● **TO DO**
Reproduce every line below exactly as written; do not include the images.
--------------------
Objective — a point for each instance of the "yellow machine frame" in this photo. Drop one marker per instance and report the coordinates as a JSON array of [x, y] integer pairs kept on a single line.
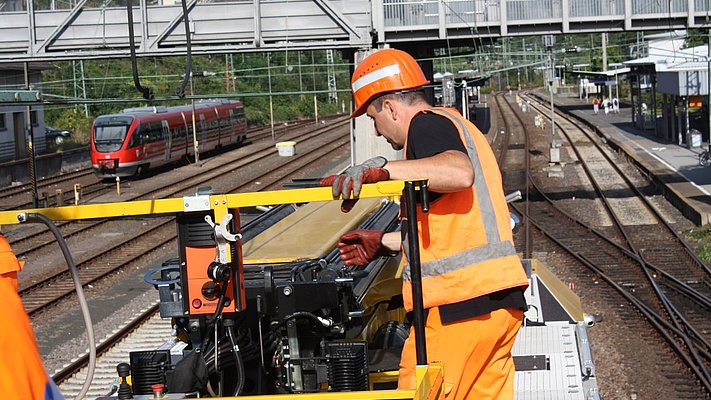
[[429, 377]]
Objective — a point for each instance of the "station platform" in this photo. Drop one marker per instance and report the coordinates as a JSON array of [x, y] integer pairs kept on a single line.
[[675, 168]]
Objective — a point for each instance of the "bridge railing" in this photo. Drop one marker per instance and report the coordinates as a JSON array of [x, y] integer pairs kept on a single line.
[[587, 8], [419, 13]]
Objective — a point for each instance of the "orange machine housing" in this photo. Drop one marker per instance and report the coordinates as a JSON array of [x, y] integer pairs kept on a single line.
[[196, 240]]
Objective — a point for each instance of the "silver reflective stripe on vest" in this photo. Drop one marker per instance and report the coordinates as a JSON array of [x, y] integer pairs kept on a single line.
[[462, 259], [486, 207]]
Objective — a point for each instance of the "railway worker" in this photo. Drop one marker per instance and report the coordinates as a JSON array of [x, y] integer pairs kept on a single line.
[[22, 374], [473, 280]]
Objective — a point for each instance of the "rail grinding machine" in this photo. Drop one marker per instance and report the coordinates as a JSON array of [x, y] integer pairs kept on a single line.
[[271, 326]]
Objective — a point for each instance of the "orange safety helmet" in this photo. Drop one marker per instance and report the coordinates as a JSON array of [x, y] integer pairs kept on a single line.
[[387, 70]]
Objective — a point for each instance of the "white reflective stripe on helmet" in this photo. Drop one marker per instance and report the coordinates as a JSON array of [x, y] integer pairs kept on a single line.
[[378, 74]]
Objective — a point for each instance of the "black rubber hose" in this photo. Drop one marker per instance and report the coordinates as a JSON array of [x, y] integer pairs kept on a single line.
[[238, 359], [34, 217]]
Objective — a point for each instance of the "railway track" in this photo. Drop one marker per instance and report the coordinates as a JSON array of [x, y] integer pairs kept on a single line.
[[91, 187], [32, 240], [142, 329], [617, 235]]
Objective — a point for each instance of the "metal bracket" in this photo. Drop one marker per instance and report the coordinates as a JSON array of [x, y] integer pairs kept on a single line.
[[222, 236]]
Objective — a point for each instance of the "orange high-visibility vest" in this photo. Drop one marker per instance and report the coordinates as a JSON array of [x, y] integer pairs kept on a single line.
[[466, 243]]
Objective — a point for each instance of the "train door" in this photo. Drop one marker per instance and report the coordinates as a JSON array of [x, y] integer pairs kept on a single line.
[[188, 132], [232, 126], [18, 126], [218, 123], [168, 138]]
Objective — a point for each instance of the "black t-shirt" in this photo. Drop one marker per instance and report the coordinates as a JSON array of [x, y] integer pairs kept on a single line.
[[429, 135]]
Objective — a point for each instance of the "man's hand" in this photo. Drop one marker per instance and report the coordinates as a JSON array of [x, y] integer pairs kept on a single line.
[[352, 179], [361, 246]]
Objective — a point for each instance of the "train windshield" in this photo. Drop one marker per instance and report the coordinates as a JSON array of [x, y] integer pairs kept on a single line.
[[110, 132]]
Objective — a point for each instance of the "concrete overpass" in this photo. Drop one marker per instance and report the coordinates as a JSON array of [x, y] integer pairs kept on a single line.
[[86, 31]]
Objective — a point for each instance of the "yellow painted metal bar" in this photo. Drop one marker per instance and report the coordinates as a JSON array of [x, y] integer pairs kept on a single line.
[[177, 205]]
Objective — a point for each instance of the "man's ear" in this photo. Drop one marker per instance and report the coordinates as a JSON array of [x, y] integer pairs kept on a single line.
[[391, 107]]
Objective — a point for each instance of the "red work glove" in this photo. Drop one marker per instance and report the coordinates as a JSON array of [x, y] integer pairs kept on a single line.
[[351, 180], [361, 246]]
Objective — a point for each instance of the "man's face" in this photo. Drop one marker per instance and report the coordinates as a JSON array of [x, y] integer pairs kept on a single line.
[[385, 125]]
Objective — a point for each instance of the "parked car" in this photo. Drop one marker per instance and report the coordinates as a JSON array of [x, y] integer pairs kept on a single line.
[[54, 135]]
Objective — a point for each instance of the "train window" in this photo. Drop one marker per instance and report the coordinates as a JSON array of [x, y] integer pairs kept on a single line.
[[151, 132]]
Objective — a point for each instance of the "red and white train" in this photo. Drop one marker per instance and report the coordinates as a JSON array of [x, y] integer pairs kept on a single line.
[[136, 139]]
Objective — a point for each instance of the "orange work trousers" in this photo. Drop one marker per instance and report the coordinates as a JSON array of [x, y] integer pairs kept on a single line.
[[474, 353]]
--------------------
● **RESPONSE BELOW**
Objective — a point for each instance of the "yellow machine frame" in this photo. Drop one marker per instance and report the coordinates as a JSON array of [x, y] integer pairs kept on a single line.
[[429, 377]]
Objective — a point for each instance of the "station platform" in this photo. Drop one marker per instance and report the coordinates as a JSON array of [x, y] integer pairs kept on a single line.
[[675, 168]]
Objective — a point for each instance of the "bridge railing" in this photo. Drop one marker per instance and report the coordinates as a JSON array of [x, y] integer pairs kept on a single line.
[[587, 8], [419, 13]]
Objective — a point for each instance of the "orange machine housing" in this photo. Drop one marker per instance and report the coordinates as a JSON array of [x, y] integer pairs kept on a single line.
[[196, 240]]
Objective — a point for each instance of the "silver reflective stripe on vest" in this photo. Drop one marker per instance and report the coordinates as a JSON array of [x, y] integer pairs kept on a single line.
[[462, 259], [486, 207]]
Objective — a point for each instance of the "railway worker" in this photo. Drop one marker per instance and report the coordinates as a JSON array of [x, y] integer pairs kept on a single line.
[[22, 374], [473, 280]]
Objective — a point for each instance of the "rail grinding machine" in this photo. Drop one marker per instance and report the coordinates as a JSON array of [x, y] integer pairs kept on a single line.
[[271, 326]]
Objective — a point for each instance of the "orange safety helmet" in this photo. Drop one marker per instance and report the coordinates as a JSON array of [x, y] integer pairs kept on a single line.
[[387, 70]]
Objective — a point for each instance of the "white reflective stripe on helmet" in this photo. Drop one marker per instance and report the coordinates as a JSON array of [x, y] integer pairs kept on a single line.
[[378, 74]]
Objective — a point for each instance of the "black rubber hose" in this photo. Drop one marker per instance and report the coordinates as a JSON array of [x, y] integer pairs kept on a single line.
[[238, 359], [34, 217]]
Objective — a point for each instance of the "railway track" in this photo. Drop one marker per instance and report the coordinates as a JSON array of [x, y] integer pairs kept on a single line.
[[91, 187], [32, 240], [142, 329], [617, 235]]
Objective — a point for each instance of the "metal bracket" in this photo. Drop one marker per instance and report the coordinates as a JSON array of [x, y] integer pairs kept on a single line.
[[222, 236]]
Objective — a point for each instance of the "orange high-visibility vest" in this photo. Drop one marker per instance and report the coordinates as a JSON array of [x, y] integer pairs kept on a single line.
[[466, 243]]
Objective — a point for each instance of the "train door" in this photo. Drop one marker per instance and report the coordinates as a JSON array of [x, y] integer pairs kept on a single line.
[[188, 132], [232, 126], [18, 126], [218, 123], [168, 138]]
Objective — a point for each instance of the "black t-shirt" in this photo. Drop one marker per instance and report the coordinates as a JSON array of [x, y] integer pairs kept on a single line.
[[429, 135]]
Objective — a point for each instance of the "man's hand" in this photo. Drop one marker per instance and report the coordinates as a JSON array of [x, y] integer pairs kept on a single line.
[[352, 179], [361, 246]]
Objective — a point for each instance of the "train windshield" in this photo. Drop one marker per instance and report the coordinates as a JSON array of [x, y] integer pairs kept on a single line.
[[110, 132]]
Objective — a point for each instance of the "concrete overpass" in this photo. Drop one marker per instance and report the coordinates as a JSON array of [x, y] integer pairs kept on a single line.
[[86, 31]]
Objective — a point for each instance of the "yellow painted metal bar" in this photo. Drop one marker per instance and report the coordinates as a JSON array of [x, y] integer pairs kept on a single line.
[[177, 205]]
Objective — a point for each instance of the "man's ear" in this photo. Drop one marker per instance and report the coordinates as a JSON array of [x, y] integer pairs kept on a single line.
[[391, 107]]
Objective — a point for each instance of the "red work glove" in this photo. Drop one marker per instance and report the coordinates as a JSON array of [x, y] integer pairs kept on a single line.
[[351, 180], [361, 246]]
Objective — a point for each instance of the "man's face" in this photo. Drop one marker per instance and report the coordinates as a JSON array of [x, y] integer pairs kept on a single line.
[[385, 125]]
Objective — a point for each instance of the "parked car" in this photo. Drop one marker per instance and report the coordinates as a JSON array of [x, y] integer pairs kept on a single line.
[[54, 135]]
Objective — a point for each instance of the "train window" in this photo. Drop one marker per instance and report the coordinates as a JSON array of [x, y] integer pairs kept on a single line.
[[151, 132]]
Objective — a point for each instance of the "red and white train" in this photo. Drop one marker per instance and report the coordinates as a JSON array of [x, y] integer pairs kept on a single line.
[[136, 139]]
Objective — a point for each instance of the "orange work trousers" in this photo. Drop one marker per instance and report the coordinates as a JSON array of [x, y] integer pairs kept on a single line.
[[474, 353]]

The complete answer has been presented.